**Source text**
>> Start
José Elias Moedim Júnior (born 25 September 1976), commonly known as Zé Elias, is a Brazilian football pundit and retired footballer. A defensive or central midfielder, he played for 12 teams in seven countries. He is a football analyst for ESPN Brasil.

Club career
Born in Guarulhos, Zé Elias was one of the youngest players to ever appear for Sport Club Corinthians Paulista. He had already gained strong interest from PSV Eindhoven during his beginnings as a senior, which happened at the age of 17.

After becoming an undisputed starter at Corinthians, and first appearing for the Brazil national team at 19, Zé Elias went overseas, representing with moderate individual success Bayer 04 Leverkusen, Inter Milan, Bologna F.C. 1909, Olympiacos F.C. and Genoa CFC. He won three consecutive Superleague Greece championships with the fourth club, but appeared sparingly in the process (a maximum of 18 league appearances).

After a return to Brazil with Santos FC, Zé Elias had short-lived stints with FC Metalurh Donetsk, Guarani Futebol Clube, AC Omonia and Londrina Esporte Clube. He retired as a player in March 2008, and assumed a scouting role in Brazil for Inter Milan; however, in June, he signed a contract with SC Rheindorf Altach for the 2008–09 season, before announcing his retirement again.

International career
Zé Elias was capped ten times for Brazil. He received his first call-up on 29 March 1995, in a friendly with Honduras which ended 1–1.

Zé Elias represented the country at the 1996 Summer Olympics where he won bronze, and later at the 1996 CONCACAF Gold Cup in a runner-up finish, losing 0–2 in the final against Mexico.

Personal life
Elias' younger brother, Rubinho, is also a professional footballer. A goalkeeper, he played most of his career in Italy.
>> End
**Requirements**
A: Using the Zé Elias article, answer each of the following:
(i) How many times was Zé Elias capped for Brazil?
(ii) With which club did he win three consecutive Superleague Greece championships?
(iii) What position does his younger brother Rubinho play?
B: Reproduce word for word the passage of the Zé Elias article that opens with the words "International career" and closes with "which ended 1–1.".
The entries that come after the article are not needed.

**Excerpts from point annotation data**
>> Start
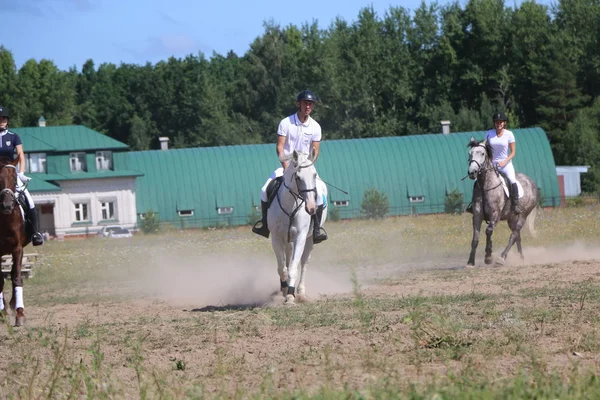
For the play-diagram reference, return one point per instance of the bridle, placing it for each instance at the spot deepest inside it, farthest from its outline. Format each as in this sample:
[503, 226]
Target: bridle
[299, 199]
[481, 169]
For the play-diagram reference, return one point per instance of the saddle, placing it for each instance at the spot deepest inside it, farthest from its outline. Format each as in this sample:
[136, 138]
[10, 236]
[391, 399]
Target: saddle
[273, 188]
[506, 185]
[24, 205]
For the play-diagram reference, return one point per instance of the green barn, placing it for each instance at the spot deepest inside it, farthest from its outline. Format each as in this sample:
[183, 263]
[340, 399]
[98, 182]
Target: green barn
[218, 186]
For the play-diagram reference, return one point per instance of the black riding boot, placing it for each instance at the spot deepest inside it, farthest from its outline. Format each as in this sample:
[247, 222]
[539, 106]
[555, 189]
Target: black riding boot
[36, 239]
[263, 229]
[319, 233]
[469, 208]
[514, 198]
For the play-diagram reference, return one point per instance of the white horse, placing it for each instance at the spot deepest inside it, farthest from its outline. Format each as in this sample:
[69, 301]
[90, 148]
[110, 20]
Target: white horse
[289, 220]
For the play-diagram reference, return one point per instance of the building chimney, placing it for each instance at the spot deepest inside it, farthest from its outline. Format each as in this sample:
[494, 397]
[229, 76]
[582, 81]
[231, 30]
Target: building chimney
[445, 127]
[164, 142]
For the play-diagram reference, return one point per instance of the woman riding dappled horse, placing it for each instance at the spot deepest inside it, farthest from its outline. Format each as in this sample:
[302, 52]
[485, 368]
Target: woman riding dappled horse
[297, 132]
[504, 149]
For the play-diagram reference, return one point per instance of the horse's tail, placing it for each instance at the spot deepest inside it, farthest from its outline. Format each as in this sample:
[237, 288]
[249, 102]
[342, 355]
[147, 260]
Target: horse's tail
[530, 222]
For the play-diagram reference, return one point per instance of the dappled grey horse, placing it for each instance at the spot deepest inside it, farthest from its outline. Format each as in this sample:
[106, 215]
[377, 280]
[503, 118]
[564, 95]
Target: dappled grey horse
[289, 219]
[491, 202]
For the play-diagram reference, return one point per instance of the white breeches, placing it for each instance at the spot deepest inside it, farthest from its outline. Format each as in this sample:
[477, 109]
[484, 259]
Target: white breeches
[21, 189]
[509, 170]
[279, 172]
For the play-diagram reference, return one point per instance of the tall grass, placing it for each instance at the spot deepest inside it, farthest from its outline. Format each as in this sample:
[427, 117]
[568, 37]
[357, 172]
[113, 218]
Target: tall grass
[526, 331]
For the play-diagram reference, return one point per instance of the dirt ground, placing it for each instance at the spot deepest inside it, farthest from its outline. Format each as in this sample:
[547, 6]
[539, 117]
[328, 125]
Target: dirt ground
[230, 335]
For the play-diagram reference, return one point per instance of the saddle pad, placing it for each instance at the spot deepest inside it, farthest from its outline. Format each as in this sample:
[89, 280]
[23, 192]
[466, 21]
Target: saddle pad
[507, 191]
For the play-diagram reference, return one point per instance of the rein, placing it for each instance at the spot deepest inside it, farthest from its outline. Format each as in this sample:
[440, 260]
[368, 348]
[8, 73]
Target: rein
[296, 196]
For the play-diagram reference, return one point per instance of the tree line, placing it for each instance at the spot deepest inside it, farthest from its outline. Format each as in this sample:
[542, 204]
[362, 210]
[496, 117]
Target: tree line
[395, 74]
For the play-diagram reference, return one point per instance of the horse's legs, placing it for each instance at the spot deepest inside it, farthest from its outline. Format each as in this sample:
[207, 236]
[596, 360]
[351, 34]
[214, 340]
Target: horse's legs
[488, 241]
[477, 220]
[515, 236]
[303, 264]
[280, 250]
[16, 302]
[297, 251]
[3, 313]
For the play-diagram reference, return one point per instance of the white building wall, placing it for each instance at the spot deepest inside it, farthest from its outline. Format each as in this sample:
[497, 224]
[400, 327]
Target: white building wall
[121, 191]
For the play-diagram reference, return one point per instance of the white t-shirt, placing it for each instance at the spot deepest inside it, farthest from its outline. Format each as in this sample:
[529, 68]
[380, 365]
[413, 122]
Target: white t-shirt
[299, 135]
[500, 144]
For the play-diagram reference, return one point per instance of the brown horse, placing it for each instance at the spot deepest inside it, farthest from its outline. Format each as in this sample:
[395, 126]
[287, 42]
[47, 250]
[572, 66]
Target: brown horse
[12, 237]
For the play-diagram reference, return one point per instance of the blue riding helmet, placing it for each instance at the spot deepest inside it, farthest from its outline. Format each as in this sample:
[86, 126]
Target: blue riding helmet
[499, 116]
[307, 95]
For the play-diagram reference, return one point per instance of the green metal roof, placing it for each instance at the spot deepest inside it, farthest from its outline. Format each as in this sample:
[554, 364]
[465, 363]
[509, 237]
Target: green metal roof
[40, 185]
[203, 179]
[94, 175]
[67, 138]
[32, 144]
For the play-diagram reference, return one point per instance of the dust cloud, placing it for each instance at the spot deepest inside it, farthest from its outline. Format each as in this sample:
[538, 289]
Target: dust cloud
[197, 281]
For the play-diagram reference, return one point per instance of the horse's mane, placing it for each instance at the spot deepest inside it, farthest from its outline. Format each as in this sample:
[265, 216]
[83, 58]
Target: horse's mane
[291, 155]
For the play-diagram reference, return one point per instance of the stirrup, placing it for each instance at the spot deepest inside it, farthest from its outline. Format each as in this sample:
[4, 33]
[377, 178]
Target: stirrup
[469, 208]
[37, 239]
[319, 237]
[261, 230]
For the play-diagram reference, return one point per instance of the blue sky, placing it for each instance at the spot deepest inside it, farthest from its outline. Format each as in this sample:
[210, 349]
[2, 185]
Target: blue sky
[69, 32]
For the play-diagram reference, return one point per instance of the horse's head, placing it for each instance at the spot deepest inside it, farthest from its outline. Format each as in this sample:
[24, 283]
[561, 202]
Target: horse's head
[301, 176]
[479, 155]
[8, 184]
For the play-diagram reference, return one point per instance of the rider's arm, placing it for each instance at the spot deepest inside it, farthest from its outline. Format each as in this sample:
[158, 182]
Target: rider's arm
[279, 148]
[317, 147]
[21, 158]
[513, 151]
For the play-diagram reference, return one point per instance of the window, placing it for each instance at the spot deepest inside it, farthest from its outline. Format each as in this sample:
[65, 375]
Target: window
[103, 160]
[35, 162]
[107, 209]
[78, 162]
[81, 212]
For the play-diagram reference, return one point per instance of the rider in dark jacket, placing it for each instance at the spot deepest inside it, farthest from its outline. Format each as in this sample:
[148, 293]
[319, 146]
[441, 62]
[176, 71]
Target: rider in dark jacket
[10, 143]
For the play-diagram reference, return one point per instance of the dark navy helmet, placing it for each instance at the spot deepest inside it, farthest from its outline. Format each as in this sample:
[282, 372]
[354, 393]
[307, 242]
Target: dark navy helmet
[499, 116]
[306, 95]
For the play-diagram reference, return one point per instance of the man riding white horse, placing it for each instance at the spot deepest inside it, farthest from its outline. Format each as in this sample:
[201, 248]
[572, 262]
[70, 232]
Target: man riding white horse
[301, 133]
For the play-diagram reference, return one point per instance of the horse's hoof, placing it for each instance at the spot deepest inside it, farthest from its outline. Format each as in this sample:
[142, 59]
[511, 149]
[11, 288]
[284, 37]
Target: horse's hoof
[20, 317]
[302, 298]
[290, 300]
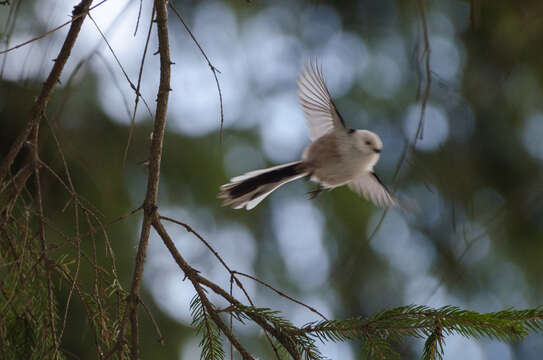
>> End
**Solution set**
A:
(i) Ten times.
(ii) Olympiacos F.C.
(iii) Goalkeeper.

B:
International career
Zé Elias was capped ten times for Brazil. He received his first call-up on 29 March 1995, in a friendly with Honduras which ended 1–1.